* _SUPPLIED MATERIAL_
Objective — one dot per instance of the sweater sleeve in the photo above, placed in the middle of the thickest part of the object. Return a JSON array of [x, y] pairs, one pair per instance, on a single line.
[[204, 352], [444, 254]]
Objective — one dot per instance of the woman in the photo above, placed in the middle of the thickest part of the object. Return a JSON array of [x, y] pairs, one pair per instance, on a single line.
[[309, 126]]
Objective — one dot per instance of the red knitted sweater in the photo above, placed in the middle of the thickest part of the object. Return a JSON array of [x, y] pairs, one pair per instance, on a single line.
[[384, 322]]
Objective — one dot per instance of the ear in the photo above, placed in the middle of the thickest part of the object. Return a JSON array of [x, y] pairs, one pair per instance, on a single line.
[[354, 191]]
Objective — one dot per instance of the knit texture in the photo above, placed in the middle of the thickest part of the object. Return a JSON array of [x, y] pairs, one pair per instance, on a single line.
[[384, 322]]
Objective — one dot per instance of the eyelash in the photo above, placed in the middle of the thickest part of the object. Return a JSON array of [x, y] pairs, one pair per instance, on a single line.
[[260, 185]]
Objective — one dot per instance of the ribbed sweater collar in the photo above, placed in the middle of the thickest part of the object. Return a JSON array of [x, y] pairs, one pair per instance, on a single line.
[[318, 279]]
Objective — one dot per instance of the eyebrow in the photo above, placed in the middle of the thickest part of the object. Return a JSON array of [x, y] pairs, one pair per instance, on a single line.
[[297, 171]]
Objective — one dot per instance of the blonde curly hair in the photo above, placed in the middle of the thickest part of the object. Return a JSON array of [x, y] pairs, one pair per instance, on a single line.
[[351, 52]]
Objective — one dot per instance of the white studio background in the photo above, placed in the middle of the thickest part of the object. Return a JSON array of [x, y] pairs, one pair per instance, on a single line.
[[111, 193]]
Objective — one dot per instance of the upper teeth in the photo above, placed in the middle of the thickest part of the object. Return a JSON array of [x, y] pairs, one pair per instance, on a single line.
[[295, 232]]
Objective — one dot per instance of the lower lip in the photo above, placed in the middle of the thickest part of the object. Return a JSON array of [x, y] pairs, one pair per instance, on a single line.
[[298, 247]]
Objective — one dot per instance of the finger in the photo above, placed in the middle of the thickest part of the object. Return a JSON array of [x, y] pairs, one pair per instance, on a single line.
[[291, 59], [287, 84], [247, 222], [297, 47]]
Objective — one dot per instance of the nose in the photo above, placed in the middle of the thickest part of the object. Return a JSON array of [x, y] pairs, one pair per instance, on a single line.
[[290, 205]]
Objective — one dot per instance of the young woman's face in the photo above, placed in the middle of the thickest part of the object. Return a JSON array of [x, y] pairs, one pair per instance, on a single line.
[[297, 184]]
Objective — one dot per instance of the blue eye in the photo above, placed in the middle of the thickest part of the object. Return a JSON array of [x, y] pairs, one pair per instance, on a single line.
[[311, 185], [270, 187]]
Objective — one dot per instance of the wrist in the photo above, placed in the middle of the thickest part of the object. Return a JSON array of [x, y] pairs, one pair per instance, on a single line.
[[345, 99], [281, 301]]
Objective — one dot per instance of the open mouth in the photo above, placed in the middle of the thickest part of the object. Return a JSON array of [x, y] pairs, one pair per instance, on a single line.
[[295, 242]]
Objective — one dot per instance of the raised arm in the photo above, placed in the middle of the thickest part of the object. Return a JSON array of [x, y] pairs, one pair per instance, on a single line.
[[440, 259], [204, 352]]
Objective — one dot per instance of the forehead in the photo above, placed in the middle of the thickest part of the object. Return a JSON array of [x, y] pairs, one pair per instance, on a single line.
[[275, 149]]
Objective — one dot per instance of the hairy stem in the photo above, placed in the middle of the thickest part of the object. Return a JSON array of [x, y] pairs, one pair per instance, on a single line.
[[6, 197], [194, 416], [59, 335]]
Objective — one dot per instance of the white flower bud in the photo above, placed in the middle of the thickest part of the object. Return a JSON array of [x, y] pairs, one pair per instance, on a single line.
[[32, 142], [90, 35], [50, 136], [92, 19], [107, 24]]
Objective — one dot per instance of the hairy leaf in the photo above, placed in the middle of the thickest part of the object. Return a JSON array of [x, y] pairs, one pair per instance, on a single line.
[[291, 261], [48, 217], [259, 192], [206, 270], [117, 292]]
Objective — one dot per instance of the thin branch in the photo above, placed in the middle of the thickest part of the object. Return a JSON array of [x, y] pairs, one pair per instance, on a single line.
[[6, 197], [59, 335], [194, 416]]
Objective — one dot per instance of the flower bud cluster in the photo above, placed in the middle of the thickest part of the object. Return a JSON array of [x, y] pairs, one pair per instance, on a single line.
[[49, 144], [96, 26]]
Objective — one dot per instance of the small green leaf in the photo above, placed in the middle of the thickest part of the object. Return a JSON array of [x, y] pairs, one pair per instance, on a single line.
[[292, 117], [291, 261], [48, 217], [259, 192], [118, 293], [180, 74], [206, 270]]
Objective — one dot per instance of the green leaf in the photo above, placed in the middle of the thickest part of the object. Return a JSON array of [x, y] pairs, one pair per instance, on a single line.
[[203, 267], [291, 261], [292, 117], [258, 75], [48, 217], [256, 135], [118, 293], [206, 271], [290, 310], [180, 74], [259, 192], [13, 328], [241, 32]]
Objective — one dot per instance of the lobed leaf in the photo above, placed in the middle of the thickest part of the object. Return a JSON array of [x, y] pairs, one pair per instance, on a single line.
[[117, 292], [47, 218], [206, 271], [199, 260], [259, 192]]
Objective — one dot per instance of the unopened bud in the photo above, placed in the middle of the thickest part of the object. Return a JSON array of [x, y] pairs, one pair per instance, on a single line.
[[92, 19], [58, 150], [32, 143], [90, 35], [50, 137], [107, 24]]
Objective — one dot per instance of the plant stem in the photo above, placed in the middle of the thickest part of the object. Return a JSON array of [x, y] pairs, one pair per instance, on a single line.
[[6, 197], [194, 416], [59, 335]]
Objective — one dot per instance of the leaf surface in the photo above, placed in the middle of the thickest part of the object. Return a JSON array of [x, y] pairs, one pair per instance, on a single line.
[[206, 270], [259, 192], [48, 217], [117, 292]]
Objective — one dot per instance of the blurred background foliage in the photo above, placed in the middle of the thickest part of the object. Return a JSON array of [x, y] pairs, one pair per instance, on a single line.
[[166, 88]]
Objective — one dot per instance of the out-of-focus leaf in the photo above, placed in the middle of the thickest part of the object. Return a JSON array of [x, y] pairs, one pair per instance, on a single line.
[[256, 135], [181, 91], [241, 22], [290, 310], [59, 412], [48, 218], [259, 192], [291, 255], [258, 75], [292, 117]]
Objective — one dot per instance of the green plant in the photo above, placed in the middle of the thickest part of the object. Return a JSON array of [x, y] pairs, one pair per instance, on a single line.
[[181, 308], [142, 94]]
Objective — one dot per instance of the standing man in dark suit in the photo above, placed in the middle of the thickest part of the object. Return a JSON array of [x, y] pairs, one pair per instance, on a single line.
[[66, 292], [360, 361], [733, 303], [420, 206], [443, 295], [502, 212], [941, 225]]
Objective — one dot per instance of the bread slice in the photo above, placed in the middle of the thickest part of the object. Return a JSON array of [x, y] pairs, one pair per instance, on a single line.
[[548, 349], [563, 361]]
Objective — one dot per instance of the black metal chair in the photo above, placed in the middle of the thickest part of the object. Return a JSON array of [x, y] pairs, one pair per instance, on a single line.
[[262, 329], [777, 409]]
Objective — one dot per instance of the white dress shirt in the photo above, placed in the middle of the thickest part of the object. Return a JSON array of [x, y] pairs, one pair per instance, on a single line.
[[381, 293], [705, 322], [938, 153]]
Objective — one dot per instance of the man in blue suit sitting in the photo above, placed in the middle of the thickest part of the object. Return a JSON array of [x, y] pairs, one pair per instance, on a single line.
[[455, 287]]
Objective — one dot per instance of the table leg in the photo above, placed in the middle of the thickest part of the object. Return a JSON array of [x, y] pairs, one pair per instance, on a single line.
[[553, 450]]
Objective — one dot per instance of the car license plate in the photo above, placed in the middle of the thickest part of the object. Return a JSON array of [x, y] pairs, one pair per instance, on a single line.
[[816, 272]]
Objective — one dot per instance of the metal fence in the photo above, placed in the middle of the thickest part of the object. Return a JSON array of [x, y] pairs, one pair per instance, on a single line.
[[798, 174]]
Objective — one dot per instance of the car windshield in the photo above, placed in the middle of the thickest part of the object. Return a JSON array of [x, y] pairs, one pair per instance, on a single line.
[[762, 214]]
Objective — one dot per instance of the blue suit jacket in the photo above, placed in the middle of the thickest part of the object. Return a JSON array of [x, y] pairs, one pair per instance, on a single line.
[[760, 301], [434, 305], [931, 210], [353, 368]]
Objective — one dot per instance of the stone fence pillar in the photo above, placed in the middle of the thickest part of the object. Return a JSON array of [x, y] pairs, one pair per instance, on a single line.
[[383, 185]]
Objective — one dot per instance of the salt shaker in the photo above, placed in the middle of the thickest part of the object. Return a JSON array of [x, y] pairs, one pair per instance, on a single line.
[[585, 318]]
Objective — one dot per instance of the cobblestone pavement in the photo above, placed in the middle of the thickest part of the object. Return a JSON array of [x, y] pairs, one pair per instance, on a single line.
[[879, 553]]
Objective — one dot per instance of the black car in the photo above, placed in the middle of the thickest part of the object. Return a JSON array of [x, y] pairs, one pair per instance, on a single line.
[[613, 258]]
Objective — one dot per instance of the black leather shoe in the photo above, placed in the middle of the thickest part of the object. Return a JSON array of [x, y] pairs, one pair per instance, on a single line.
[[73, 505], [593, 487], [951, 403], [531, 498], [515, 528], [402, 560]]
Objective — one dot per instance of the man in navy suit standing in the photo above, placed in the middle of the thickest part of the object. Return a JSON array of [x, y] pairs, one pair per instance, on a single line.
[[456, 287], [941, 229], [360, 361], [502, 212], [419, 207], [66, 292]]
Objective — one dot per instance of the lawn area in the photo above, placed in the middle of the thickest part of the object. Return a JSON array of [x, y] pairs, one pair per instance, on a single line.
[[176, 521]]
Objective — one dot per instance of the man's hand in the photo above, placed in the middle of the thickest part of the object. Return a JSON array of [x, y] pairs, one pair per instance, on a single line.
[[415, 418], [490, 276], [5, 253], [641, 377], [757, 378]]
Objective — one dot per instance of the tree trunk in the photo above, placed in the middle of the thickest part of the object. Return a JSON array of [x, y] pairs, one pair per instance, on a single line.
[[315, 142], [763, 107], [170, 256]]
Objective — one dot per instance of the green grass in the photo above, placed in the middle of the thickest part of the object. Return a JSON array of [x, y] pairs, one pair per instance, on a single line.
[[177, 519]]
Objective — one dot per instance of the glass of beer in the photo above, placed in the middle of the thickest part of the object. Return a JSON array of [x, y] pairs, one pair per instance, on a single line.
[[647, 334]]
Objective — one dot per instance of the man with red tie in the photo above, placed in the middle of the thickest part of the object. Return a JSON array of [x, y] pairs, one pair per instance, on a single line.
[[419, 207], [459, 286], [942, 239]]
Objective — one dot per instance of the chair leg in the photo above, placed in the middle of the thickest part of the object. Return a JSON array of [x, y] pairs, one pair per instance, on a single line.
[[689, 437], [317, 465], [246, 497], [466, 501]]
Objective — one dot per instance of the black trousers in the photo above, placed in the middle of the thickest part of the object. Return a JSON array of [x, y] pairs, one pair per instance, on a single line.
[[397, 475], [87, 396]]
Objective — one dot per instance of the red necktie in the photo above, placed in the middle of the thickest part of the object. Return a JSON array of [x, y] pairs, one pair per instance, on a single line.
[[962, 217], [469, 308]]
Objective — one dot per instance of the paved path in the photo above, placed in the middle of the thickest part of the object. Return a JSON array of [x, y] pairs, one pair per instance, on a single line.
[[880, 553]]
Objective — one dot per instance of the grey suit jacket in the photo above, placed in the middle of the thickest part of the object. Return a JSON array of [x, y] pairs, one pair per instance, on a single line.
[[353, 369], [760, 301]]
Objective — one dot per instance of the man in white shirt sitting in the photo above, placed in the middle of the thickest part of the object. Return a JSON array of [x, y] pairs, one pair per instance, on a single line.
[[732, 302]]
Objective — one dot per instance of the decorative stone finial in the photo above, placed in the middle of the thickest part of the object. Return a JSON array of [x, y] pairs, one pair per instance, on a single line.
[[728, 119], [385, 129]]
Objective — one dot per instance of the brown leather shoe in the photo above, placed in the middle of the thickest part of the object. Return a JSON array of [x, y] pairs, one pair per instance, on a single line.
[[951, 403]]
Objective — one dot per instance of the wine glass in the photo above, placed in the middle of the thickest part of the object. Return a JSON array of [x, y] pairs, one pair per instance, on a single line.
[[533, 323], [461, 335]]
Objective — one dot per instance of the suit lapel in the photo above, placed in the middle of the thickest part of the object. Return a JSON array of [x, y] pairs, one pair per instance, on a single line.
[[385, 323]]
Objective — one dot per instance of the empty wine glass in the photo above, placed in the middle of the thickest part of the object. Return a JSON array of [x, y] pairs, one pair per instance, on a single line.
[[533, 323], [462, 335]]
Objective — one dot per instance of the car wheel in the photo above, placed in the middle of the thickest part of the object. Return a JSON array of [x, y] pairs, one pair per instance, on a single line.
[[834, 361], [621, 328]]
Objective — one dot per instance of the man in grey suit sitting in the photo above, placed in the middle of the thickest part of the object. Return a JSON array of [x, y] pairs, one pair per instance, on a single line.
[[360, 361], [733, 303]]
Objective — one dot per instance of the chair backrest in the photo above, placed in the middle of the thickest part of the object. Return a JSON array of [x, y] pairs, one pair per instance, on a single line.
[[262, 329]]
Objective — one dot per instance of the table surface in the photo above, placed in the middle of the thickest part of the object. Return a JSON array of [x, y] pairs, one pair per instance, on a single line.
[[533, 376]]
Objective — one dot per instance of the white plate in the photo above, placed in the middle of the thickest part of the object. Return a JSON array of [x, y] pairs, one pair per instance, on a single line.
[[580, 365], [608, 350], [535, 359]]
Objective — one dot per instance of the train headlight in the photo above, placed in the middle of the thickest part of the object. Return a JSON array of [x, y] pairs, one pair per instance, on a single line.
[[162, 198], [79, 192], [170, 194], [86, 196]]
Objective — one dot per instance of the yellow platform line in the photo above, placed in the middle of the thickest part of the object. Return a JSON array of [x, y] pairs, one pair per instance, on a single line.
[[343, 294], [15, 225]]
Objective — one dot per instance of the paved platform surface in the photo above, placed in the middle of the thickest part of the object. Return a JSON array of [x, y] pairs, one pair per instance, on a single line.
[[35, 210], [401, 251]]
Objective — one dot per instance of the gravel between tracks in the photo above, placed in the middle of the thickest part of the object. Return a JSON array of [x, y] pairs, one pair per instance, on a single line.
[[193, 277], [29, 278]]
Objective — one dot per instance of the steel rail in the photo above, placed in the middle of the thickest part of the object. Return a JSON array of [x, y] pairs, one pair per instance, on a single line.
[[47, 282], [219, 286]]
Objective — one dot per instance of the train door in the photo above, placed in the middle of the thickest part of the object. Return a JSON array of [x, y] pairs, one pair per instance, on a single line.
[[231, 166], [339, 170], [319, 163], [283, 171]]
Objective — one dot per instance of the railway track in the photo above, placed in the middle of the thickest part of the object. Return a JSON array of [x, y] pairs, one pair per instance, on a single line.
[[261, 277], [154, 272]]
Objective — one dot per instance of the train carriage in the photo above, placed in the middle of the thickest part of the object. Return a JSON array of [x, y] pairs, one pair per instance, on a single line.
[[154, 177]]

* _WHAT THE TASK REQUIRES_
Reproduce the rows above word for word, from the line containing "Objective — one dot per instance of the table surface" through the line containing "[[162, 198], [79, 192], [170, 194], [86, 196]]", including both of those lines.

* _FINAL RESULT_
Objective — one dot per instance of the table surface in the photo above, placed in the middle of the thickest part of the object. Return a JSON array of [x, y] pairs, one pair per instance, on a single line.
[[533, 376]]
Objective — one dot per instance of the white plate in the photo above, placed in the middle of the thickest part of the object. Return a JSON array of [x, y] pairs, one pair per instance, on a single line.
[[580, 365], [608, 350], [535, 359]]
Objective — one dot per instance of the train headlight in the photo above, placed in the middle of the thickest part of the object. Return a JSON array of [x, y] pairs, one pair per instance, on a single line.
[[162, 198], [79, 192], [170, 194], [86, 196]]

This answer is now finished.